* begin *
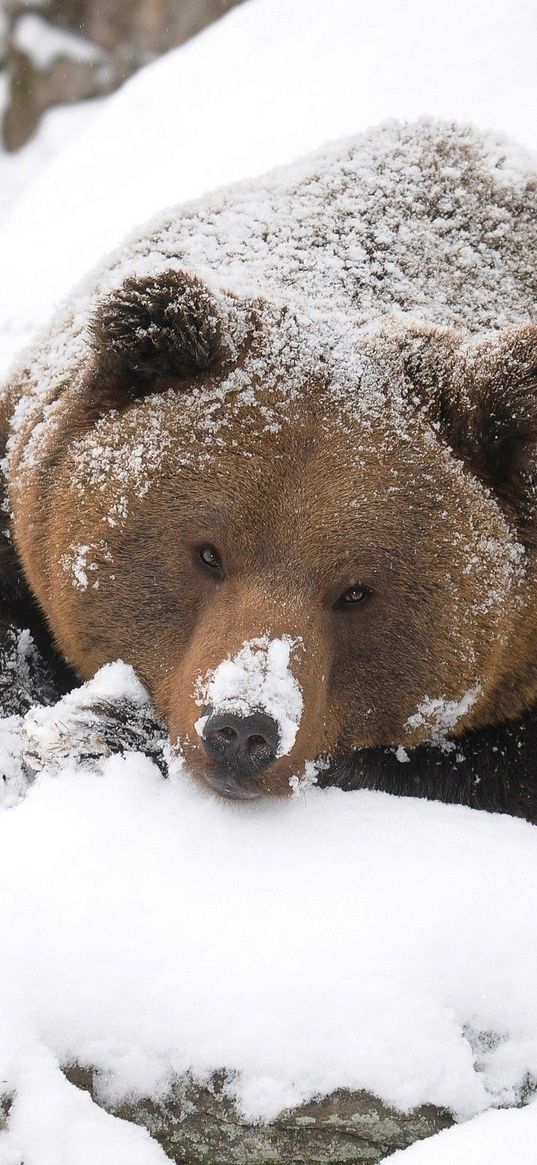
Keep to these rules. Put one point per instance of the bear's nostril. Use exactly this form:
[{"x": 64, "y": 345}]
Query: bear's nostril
[
  {"x": 259, "y": 749},
  {"x": 245, "y": 746},
  {"x": 226, "y": 734}
]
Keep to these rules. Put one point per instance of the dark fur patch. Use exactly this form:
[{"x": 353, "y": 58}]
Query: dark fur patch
[{"x": 165, "y": 325}]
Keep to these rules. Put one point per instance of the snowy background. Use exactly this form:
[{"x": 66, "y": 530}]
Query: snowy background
[{"x": 333, "y": 940}]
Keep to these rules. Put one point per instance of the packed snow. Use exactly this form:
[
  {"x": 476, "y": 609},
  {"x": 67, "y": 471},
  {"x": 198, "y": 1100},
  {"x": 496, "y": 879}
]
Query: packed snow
[
  {"x": 365, "y": 941},
  {"x": 157, "y": 913},
  {"x": 258, "y": 678}
]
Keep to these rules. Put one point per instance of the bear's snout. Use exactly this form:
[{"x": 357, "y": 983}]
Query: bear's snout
[{"x": 241, "y": 747}]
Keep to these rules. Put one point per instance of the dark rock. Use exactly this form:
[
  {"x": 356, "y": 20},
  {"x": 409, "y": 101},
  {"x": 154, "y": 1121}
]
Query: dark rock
[{"x": 199, "y": 1124}]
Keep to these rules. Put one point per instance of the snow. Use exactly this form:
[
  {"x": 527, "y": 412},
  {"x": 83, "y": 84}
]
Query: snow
[
  {"x": 339, "y": 68},
  {"x": 365, "y": 941},
  {"x": 440, "y": 717},
  {"x": 156, "y": 915},
  {"x": 258, "y": 678}
]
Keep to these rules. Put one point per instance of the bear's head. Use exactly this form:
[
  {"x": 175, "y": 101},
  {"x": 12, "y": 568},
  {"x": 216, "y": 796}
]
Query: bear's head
[{"x": 306, "y": 537}]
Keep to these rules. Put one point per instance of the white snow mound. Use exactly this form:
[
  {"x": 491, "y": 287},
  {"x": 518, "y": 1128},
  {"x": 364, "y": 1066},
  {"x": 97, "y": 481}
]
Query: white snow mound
[{"x": 334, "y": 940}]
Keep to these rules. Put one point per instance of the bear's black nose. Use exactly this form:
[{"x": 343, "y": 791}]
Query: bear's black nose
[{"x": 241, "y": 746}]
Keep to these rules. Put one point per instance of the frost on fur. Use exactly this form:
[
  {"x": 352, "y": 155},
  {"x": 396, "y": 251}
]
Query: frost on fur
[{"x": 111, "y": 713}]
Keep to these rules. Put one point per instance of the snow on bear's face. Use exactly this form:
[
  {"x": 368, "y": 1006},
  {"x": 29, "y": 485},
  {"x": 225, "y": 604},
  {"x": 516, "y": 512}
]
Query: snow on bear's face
[{"x": 298, "y": 545}]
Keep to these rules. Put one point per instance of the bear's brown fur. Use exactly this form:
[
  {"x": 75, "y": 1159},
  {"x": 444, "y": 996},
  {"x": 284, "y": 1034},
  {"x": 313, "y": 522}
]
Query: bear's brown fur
[{"x": 327, "y": 378}]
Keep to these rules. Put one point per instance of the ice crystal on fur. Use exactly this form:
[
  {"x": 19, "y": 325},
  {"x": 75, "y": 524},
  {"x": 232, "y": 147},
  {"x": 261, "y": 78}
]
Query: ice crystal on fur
[{"x": 258, "y": 678}]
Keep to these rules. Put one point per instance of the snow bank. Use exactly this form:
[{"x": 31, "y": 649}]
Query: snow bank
[
  {"x": 326, "y": 941},
  {"x": 266, "y": 83}
]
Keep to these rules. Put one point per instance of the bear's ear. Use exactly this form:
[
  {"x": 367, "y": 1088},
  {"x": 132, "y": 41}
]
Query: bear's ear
[
  {"x": 482, "y": 395},
  {"x": 168, "y": 324}
]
* end *
- _Task objective_: All of the data needs repeating exactly, but the pictures do not.

- _Result of the task_:
Keep to these rules. Put one point per instance of the bear's nostril. Use exactly this form:
[{"x": 64, "y": 345}]
Query: bear's nostril
[
  {"x": 259, "y": 749},
  {"x": 245, "y": 746},
  {"x": 226, "y": 734}
]
Keep to these rules. Put one point per instance of the dark fur patch. Use exactly this form:
[{"x": 353, "y": 58}]
Query: dark fur patch
[{"x": 165, "y": 325}]
Keep to these rules. Put one point per instance of the snowy background. Use exactly this form:
[{"x": 66, "y": 530}]
Query: snowy background
[{"x": 333, "y": 940}]
Keep to these rules. Put one point per instance of the packed snow. Use exactly this form:
[
  {"x": 476, "y": 609},
  {"x": 67, "y": 471},
  {"x": 198, "y": 1100},
  {"x": 496, "y": 879}
]
Query: packed snow
[
  {"x": 365, "y": 941},
  {"x": 157, "y": 913},
  {"x": 258, "y": 678}
]
Keep to these rules. Put one point per instance of the bear's snout. Use exactly this form:
[{"x": 357, "y": 983}]
Query: bear's snout
[{"x": 241, "y": 747}]
Keep to these rules. Put one point per instance of the dark rock. Use exactly this form:
[
  {"x": 356, "y": 20},
  {"x": 409, "y": 101},
  {"x": 154, "y": 1121}
]
Query: dark rock
[{"x": 199, "y": 1124}]
Keep to these rules. Put one point per instance of the snow. Use exactly this form:
[
  {"x": 527, "y": 412},
  {"x": 83, "y": 84}
]
Query: snow
[
  {"x": 339, "y": 68},
  {"x": 365, "y": 941},
  {"x": 440, "y": 717},
  {"x": 156, "y": 915},
  {"x": 258, "y": 678}
]
Keep to these rules. Put one point per instance of the bear's head. Use exactly this form:
[
  {"x": 175, "y": 101},
  {"x": 12, "y": 568},
  {"x": 216, "y": 796}
]
Query: bear's head
[{"x": 306, "y": 537}]
Keep to these rules. Put one point per instance of the white snow mound. Use exactly this form:
[
  {"x": 491, "y": 287},
  {"x": 518, "y": 1128},
  {"x": 364, "y": 1066},
  {"x": 97, "y": 481}
]
Query: white snow mound
[{"x": 334, "y": 940}]
Keep to these rules. Put one point per instance of the bear's black nose. Use exactly this form:
[{"x": 343, "y": 791}]
Query: bear's black nose
[{"x": 241, "y": 746}]
Keep to these rules. Put one point per instance of the frost on fur. Use exactly this form:
[
  {"x": 352, "y": 155},
  {"x": 396, "y": 251}
]
Query: frost on fur
[{"x": 111, "y": 713}]
Keep to these rules. Put one point per instance of the snow on bear's face. Use exactly this form:
[
  {"x": 368, "y": 1006},
  {"x": 29, "y": 485},
  {"x": 225, "y": 604},
  {"x": 516, "y": 512}
]
Query: snow on bear's face
[{"x": 298, "y": 545}]
Keep to these rules. Put one point per instance of the bear's brown fur. Use exactly this form:
[
  {"x": 75, "y": 1159},
  {"x": 444, "y": 996},
  {"x": 284, "y": 1034},
  {"x": 313, "y": 522}
]
Query: bear's brown fur
[{"x": 327, "y": 378}]
Keep to these rules. Put one point per instance of the ice crystal on fur. Use exactly this form:
[
  {"x": 19, "y": 325},
  {"x": 75, "y": 524},
  {"x": 232, "y": 147},
  {"x": 261, "y": 78}
]
Query: ice crystal on fur
[{"x": 258, "y": 678}]
Keep to these rules. Put one point per instance of the snow bank. Use exactly this form:
[{"x": 31, "y": 649}]
Query: snow bank
[
  {"x": 326, "y": 941},
  {"x": 266, "y": 83}
]
Keep to these rules. Put one point per instance of the bear's ear. Use exactly this form:
[
  {"x": 367, "y": 1088},
  {"x": 132, "y": 41}
]
Query: bear's ear
[
  {"x": 482, "y": 395},
  {"x": 168, "y": 324}
]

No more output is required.